_TASK PROMPT_:
Extract every line of the data below without changing a character, and leave the pictures out of your answer.

_STORED DATA_:
****************

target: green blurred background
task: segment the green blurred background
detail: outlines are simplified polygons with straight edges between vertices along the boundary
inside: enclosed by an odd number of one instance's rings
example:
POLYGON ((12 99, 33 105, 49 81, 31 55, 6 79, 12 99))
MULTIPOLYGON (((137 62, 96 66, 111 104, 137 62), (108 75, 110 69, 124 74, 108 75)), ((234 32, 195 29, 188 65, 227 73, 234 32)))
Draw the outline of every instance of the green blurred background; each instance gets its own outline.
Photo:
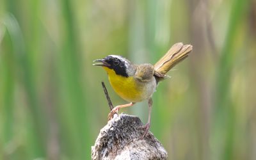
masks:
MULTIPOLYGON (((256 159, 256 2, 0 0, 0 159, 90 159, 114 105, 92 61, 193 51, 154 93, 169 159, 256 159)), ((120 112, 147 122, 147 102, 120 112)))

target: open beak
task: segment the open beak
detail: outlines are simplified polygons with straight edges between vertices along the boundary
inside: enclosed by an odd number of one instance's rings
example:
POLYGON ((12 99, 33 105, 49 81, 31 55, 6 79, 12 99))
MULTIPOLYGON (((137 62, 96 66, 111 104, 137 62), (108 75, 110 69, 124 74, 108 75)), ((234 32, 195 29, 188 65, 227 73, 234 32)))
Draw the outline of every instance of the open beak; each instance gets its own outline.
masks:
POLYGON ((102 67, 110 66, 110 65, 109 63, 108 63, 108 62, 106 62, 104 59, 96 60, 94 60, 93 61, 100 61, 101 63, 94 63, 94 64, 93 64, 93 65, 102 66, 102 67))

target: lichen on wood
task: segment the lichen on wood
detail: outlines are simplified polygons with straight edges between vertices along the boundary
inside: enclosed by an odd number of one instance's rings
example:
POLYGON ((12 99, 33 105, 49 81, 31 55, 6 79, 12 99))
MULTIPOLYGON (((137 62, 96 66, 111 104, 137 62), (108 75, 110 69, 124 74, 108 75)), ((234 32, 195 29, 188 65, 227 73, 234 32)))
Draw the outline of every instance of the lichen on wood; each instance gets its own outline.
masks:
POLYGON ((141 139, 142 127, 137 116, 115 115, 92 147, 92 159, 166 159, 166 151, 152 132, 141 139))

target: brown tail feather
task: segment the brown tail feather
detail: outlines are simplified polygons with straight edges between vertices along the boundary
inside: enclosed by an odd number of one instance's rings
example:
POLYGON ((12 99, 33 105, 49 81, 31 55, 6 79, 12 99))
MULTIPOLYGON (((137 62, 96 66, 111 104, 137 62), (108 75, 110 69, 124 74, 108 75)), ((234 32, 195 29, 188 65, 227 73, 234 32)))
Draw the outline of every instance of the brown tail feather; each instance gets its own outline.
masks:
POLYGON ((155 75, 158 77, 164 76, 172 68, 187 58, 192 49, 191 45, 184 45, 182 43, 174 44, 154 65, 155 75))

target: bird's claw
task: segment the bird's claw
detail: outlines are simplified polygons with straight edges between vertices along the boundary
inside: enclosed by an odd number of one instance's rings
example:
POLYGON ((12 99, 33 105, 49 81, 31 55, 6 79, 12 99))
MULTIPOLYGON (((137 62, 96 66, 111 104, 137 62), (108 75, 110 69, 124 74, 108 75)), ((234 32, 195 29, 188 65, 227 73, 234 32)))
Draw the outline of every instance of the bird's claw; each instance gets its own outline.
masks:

****************

_WRITTEN REPLY_:
target: green blurred background
task: segment the green blurred background
detail: outlines are simplified polygons with straight edges between vertices along the boundary
inside: enclosed by an odd number of one instance's rings
example:
POLYGON ((12 99, 33 105, 49 81, 31 55, 6 79, 12 99))
MULTIPOLYGON (((137 62, 96 66, 111 104, 137 62), (108 75, 110 69, 124 74, 108 75)), ((234 32, 195 29, 188 65, 227 73, 234 32)))
Draw the outline of every instance of the green blurred background; each instance gets its own outline.
Photo:
masks:
MULTIPOLYGON (((256 159, 256 2, 0 0, 0 159, 90 159, 114 105, 92 61, 193 51, 154 93, 169 159, 256 159)), ((120 112, 147 122, 147 102, 120 112)))

target: open beak
task: segment the open beak
detail: outlines are simplified polygons with straight edges between vertices along the boundary
inside: enclosed by an odd number of one instance's rings
example:
POLYGON ((12 99, 33 105, 49 81, 31 55, 6 79, 12 99))
MULTIPOLYGON (((137 62, 96 66, 111 104, 137 62), (108 75, 110 69, 124 74, 108 75)), ((234 32, 195 29, 188 65, 227 73, 234 32)))
Draw the outline of every instance of the open beak; each instance gets its own outline.
masks:
POLYGON ((102 67, 110 66, 110 65, 109 63, 108 63, 108 62, 106 62, 104 59, 96 60, 94 60, 93 61, 100 61, 101 63, 94 63, 94 64, 93 64, 93 65, 102 66, 102 67))

target: lichen on wood
task: segment the lichen on wood
detail: outlines are simplified polygons with straight edges between vertices along the boundary
inside: enclosed by an odd number of one instance's rings
example:
POLYGON ((12 99, 33 105, 49 81, 31 55, 6 79, 12 99))
MULTIPOLYGON (((137 62, 96 66, 111 104, 137 62), (108 75, 110 69, 124 74, 108 75)), ((234 32, 195 29, 188 65, 227 73, 234 32)))
Draw the outline of every instance of the lichen on wood; each instance gets its own outline.
masks:
POLYGON ((141 139, 142 127, 137 116, 115 115, 92 147, 92 159, 166 159, 166 151, 152 132, 141 139))

target: brown tail feather
task: segment the brown tail feather
detail: outlines are simplified polygons with straight edges between vertices along the boundary
inside: enclosed by an odd number of one instance's rings
example:
POLYGON ((12 99, 33 105, 49 81, 31 55, 6 79, 12 99))
MULTIPOLYGON (((137 62, 96 66, 111 104, 137 62), (108 75, 110 69, 124 74, 108 75)), ((234 32, 195 29, 188 65, 227 73, 234 32)))
Draw the outline of every instance of the brown tail feather; each instance gets its own outline.
masks:
POLYGON ((155 75, 158 77, 164 76, 172 68, 187 58, 192 49, 191 45, 184 45, 182 43, 174 44, 154 65, 155 75))

target: bird's claw
task: segment the bird's claw
detail: outlines are simplified polygons with straight edges between vertices along the boundary
inside: enclosed by an odd number of one instance's rings
example:
POLYGON ((12 99, 33 105, 49 81, 31 55, 6 79, 12 99))
MULTIPOLYGON (((137 62, 96 66, 111 104, 137 62), (108 75, 110 69, 124 74, 108 75)), ((234 32, 195 29, 188 65, 227 73, 234 32)))
Draw the outline of every instance of the bird's claw; each instance gets its own outline.
masks:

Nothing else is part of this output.